- [TEXTAUSZUG]
══════════

Umweltminister Franz Untersteller (Grüne) plant ein Förderprogramm, um Städten gegen Hitzestress und Wetterphänomene beizustehen.

Mainau - Der baden-württembergische Umweltminister Franz Untersteller (Grüne) will Städte und Gemeinden stärker in eine Strategie gegen die Folgen des Klimawandels einbinden. Wie Untersteller auf dem dritten Mainauer Nachhaltigkeitsdialog – einer Umwelttagung mit Experten, Bürgermeistern und Regierungsbeamten – erklärte, gehe es darum, die „Anpassungsstrategien“ zum Klimawandel in den Kommunen „in die Fläche zu bringen“. Bisher waren im Rahmen des seit 2011 laufenden und mit 7,5 Millionen Euro dotierten Anpassungsprogramms Klimopass nur Forschungsvorhaben zu bestimmten Themen gefördert worden. 77 Projekte gingen daraus bis jetzt hervor.

 

Frühestens im Herbst will das Untersteller-Ressort eine Vorlage herausbringen, mit der Kommunen, aber auch kleine und mittlere Unternehmen in ihren Anpassungskonzepten finanziell gefördert werden. Wie Svea Wiehe, die Klima-Referentin im Umweltministerium mitteilte, könnten auch Teilkonzepte gefördert werden, denn für Hochwasser- oder Starkregenmanagement gewähre der Bund bereits Unterstützungen: „Der Bedarf ist da, es geht jetzt darum, in die Umsetzung der Anpassungsstrategien zu gehen.“ Vor allem bei den Beratungen der Kommunen soll das geplante Programm – über dessen finanzielle Ausstattung noch nichts bekannt ist – greifen.

Temperatur stieg in Baden-Württemberg stärker als im weltweiten Durchschnitt

Dass der Klimawandel nicht nur im pazifischen Ozean versinkende Atolle betrifft, sondern auch den deutschen Südwesten, das ist längst bekannt. „Wetter ist nicht Klima“, sagte Volker Kienzlen, Geschäftsführer der Klimaschutzagentur des Landes: „Aber die Häufung von Wetterphänomenen ist auch Klima.“ Die unerwarteten Überflutung von Braunsbach – das nicht mal an einem Fluss liegt –, von Schwäbisch Gmünd und dem bayerischen Simsbach in 2016 wirken noch als Schock nach. Dass der Baubürgermeister von Schwäbisch Gmünd in Mainau den Bau von hochwassersicheren Häusern in Flusslagen forderte – „20 Jahre lang passiert da nichts, wieso soll ich da nicht bauen dürfen?“ – ist als Einzelmeinung abgetan worden. „Mit mir wird es keinen Bau von Häusern in Hochwasserrisikogebieten“, konterte Untersteller.

══════════

- [ERFASSTE DATEN]

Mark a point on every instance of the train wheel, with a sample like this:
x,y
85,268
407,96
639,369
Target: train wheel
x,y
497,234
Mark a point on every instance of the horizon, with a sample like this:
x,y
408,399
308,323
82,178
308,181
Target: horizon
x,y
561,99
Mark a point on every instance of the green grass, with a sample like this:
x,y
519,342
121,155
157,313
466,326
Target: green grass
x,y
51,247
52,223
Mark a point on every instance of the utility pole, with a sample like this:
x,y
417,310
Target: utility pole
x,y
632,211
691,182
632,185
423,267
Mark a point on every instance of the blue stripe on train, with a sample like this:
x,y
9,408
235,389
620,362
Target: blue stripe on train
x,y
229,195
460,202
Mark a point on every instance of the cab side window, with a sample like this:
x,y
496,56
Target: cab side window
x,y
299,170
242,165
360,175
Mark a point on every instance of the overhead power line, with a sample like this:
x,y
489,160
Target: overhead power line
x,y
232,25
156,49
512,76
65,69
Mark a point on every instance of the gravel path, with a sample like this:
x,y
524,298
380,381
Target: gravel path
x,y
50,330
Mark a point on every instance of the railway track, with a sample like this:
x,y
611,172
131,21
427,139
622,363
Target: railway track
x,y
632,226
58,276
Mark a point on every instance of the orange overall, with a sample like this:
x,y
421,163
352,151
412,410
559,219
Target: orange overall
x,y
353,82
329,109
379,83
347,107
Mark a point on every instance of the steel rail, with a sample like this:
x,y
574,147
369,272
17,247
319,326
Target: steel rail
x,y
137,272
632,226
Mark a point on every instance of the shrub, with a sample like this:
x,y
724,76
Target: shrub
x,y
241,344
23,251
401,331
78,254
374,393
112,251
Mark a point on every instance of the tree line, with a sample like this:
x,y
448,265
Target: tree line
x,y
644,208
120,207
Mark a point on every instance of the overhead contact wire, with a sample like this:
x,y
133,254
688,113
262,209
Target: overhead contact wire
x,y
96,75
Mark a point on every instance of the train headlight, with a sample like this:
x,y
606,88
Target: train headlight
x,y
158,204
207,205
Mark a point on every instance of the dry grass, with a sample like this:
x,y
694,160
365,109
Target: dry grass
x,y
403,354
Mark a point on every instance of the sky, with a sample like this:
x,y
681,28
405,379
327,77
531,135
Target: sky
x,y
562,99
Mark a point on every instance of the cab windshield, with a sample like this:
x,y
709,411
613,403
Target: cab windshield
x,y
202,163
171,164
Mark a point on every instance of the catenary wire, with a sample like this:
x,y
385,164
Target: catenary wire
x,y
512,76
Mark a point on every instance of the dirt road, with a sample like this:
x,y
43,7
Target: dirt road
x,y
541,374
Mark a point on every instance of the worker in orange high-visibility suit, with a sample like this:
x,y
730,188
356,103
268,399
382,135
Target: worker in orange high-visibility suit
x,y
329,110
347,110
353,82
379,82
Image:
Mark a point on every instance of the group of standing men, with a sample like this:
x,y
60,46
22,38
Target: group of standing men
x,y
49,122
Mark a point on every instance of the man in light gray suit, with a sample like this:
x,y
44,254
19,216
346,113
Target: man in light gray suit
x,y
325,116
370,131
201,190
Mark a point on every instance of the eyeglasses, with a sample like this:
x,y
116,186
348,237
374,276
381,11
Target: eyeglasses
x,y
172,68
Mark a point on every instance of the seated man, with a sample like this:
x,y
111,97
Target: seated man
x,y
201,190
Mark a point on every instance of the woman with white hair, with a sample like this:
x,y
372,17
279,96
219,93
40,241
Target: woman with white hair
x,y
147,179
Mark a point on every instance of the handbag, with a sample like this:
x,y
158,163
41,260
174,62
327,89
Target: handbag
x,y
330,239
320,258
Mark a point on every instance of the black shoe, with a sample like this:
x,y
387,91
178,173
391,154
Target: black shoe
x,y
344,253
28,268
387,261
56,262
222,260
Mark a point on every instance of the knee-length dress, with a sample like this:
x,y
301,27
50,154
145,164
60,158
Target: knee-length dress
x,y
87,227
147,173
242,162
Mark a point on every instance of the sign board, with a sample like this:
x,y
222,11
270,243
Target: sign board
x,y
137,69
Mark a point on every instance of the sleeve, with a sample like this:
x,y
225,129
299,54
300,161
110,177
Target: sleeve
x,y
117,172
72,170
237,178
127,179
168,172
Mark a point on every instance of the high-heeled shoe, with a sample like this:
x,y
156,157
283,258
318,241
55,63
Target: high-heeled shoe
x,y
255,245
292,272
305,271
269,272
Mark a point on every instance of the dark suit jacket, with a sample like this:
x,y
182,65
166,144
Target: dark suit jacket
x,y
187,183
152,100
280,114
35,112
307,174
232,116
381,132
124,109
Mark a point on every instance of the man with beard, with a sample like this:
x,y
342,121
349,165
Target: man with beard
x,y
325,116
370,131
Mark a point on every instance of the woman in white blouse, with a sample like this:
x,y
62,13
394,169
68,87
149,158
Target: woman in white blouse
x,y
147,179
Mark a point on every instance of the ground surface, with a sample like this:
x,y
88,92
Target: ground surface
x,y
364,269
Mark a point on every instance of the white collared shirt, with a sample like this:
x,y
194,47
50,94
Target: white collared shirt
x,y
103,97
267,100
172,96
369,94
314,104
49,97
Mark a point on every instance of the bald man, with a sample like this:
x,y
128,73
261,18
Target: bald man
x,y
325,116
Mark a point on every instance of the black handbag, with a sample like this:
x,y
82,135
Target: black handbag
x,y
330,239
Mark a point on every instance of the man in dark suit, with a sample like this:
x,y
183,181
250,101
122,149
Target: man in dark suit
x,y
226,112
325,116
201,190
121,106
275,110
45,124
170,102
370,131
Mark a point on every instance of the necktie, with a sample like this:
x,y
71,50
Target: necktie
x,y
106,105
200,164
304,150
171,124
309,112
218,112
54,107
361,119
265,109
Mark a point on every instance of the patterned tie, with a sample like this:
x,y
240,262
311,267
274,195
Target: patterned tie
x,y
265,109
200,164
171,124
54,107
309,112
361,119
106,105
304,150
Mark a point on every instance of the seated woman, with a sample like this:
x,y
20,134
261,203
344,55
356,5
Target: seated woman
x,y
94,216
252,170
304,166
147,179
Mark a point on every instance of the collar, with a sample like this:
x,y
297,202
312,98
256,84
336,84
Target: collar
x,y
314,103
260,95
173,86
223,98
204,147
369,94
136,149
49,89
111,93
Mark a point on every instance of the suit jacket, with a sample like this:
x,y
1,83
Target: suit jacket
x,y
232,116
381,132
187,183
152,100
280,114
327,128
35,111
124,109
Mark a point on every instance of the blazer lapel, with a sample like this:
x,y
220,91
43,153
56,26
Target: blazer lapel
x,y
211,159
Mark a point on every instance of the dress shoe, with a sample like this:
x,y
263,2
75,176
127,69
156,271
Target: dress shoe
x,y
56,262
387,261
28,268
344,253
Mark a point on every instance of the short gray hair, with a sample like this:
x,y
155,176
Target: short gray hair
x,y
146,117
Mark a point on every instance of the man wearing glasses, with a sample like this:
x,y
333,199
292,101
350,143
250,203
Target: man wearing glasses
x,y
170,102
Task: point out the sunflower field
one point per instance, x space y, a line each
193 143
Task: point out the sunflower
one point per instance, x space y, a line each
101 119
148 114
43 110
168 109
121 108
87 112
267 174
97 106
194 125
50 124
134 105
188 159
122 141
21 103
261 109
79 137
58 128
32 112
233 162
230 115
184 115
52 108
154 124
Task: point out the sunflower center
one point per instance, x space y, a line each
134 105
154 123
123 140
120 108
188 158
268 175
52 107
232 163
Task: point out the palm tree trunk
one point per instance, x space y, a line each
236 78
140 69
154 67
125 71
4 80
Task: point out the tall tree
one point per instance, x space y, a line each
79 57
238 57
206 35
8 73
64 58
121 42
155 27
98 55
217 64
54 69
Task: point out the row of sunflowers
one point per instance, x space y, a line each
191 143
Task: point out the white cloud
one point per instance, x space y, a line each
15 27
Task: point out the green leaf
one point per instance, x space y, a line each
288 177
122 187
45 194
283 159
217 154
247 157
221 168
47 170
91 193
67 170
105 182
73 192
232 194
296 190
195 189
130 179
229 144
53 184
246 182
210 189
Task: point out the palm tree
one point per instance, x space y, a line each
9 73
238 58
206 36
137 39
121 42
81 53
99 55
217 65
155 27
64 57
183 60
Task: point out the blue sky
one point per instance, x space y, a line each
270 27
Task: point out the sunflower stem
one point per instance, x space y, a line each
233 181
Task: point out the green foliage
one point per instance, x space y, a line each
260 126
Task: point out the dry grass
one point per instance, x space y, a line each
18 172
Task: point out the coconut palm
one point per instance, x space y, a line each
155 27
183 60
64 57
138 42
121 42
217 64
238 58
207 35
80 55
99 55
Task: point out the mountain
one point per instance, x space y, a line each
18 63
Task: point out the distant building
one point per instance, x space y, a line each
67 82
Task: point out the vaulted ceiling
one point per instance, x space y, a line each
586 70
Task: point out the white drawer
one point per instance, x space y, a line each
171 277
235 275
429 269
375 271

══════════

- [ARBEITSAUFTRAG 1]
Nenne alle Personen, die im Textauszug über die Klimaanpassung in Baden-Württemberg mit Namen vorkommen.
- [ARBEITSAUFTRAG 2]
Mit welchem Betrag ist das Anpassungsprogramm Klimopass laut dem Textauszug dotiert?
- [ARBEITSAUFTRAG 3]
Schreibe den Bericht über Unterstellers Pläne zur Klimaanpassung im Anschluss an seinen letzten Satz weiter.
Die Einträge werden für die Bearbeitung nicht benötigt.

- [LÖSUNG 1]
Franz Untersteller, Svea Wiehe, Volker Kienzlen

- [LÖSUNG 2]
Mit 7,5 Millionen Euro.

- [LÖSUNG 3]
Der Minister hat auf der Tagung bilanziert, wie sich die Erderwärmung in Baden-Württemberg bemerkbar macht – „der Klimawandel ist Realität bei uns“. Weltweit betrachtet sei seit Beginn der Wetteraufzeichnungen die Durchschnittstemperatur um 0,85 Grad gestiegen (von 1880 bis 2012), in Baden-Württemberg aber habe sie um 1,3 Grad zugenommen (von 1880 bis 2015). Die Zahl der „Sommertage“ mit Temperaturen über 25 Grad habe um elf (oder 35 Prozent) zugenommen, wenn man die Zeiträume 1961 bis 1990 sowie 1981 bis 2010 vergleiche. Die der „heißen Tage“ mit über 30 Grad habe sich in den letzten 50 Jahren von fünf auf neun erhöht. Die Obstblüte erfolge früher – im Murgtal beispielsweise im letzten Vierteljahrhundert 13 Tage früher – was gravierende Folgen hat, wenn später im April noch Frost einsetzt, was in diesem Jahr geschehen ist.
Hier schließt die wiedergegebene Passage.